▸ Goal of the exercise
Repeat each line of the material exactly.
──────── Exercise inputs
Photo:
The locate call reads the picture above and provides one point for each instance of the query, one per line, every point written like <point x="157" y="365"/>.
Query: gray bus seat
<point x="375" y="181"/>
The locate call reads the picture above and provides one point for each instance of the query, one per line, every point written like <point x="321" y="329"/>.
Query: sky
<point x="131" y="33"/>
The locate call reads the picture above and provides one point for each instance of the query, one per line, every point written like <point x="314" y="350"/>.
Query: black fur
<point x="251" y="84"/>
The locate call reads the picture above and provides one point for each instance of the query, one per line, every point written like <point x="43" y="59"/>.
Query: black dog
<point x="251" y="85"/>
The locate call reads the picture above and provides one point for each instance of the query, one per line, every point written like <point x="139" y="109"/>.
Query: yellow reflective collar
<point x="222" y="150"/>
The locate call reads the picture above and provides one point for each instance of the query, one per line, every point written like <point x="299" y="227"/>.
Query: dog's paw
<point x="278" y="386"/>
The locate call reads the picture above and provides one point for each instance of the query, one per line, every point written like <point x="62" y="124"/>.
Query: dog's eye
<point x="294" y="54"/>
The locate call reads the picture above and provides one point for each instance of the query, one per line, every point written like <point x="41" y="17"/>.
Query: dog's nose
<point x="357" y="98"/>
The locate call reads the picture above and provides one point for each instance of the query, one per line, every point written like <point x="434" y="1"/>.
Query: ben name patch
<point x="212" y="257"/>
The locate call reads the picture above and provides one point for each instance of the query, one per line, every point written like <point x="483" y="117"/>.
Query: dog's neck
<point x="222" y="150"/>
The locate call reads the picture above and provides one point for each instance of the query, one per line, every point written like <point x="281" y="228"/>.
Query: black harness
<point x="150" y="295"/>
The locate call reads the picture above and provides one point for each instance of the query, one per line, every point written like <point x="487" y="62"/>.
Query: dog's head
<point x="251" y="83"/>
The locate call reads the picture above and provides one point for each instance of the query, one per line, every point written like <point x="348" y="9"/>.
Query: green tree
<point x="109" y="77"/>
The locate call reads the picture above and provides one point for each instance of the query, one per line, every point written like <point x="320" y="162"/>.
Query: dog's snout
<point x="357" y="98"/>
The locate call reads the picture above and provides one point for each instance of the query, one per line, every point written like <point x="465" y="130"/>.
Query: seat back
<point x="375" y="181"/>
────────────────
▸ Full output
Photo:
The locate call reads the picture above and provides one point for each instance of the query, one per line, every point written like <point x="157" y="365"/>.
Query: gray bus seat
<point x="375" y="181"/>
The locate call reads the picture above and provides one point for each instance of the query, one per line, every point written like <point x="321" y="329"/>.
Query: sky
<point x="131" y="33"/>
The locate call reads the picture above and provides one point for each instance of the query, one per line, every point written like <point x="314" y="350"/>.
Query: black fur
<point x="251" y="84"/>
The locate call reads the picture above and provides one point for each instance of the query, one per line, every point written like <point x="43" y="59"/>.
Query: black dog
<point x="251" y="85"/>
The locate call reads the picture above and provides one point for each instance of the query, one per line, every point written like <point x="139" y="109"/>.
Query: yellow reflective collar
<point x="222" y="150"/>
The locate call reads the picture above and provides one point for each instance of the query, one per line, every point written like <point x="299" y="227"/>.
Query: dog's paw
<point x="278" y="386"/>
The locate call reads the picture above and provides one point for each instance of the query, one per line, every point written like <point x="62" y="124"/>.
Query: dog's eye
<point x="294" y="54"/>
The locate call reads the picture above and provides one point for each instance of the query, one per line, every point written like <point x="41" y="17"/>.
Query: dog's nose
<point x="357" y="98"/>
The locate call reads the picture above and provides one point for each instance of the query, one per line, every point written like <point x="434" y="1"/>.
Query: ben name patch
<point x="212" y="257"/>
The locate call reads the picture above and provides one point for each instance of the query, one per line, every point written like <point x="483" y="117"/>.
Query: dog's neck
<point x="222" y="150"/>
The locate call reads the picture above and provides one point for each instance of the query, one per line, every point written like <point x="281" y="228"/>.
Query: black harness
<point x="150" y="295"/>
The locate call reads the picture above and provides one point for each instance of the query, one per line, every point written like <point x="487" y="62"/>.
Query: dog's head
<point x="251" y="83"/>
The locate call reads the picture above and provides one point for each instance of the query, one per line, every point written like <point x="348" y="9"/>.
Query: green tree
<point x="109" y="77"/>
The locate call reads the picture above and provides one point for each instance of the query, one per line, every point written like <point x="320" y="162"/>.
Query: dog's snout
<point x="357" y="98"/>
The locate call reads the picture above and provides one point for each instance of the query, one per line, every point written like <point x="465" y="130"/>.
Query: seat back
<point x="375" y="181"/>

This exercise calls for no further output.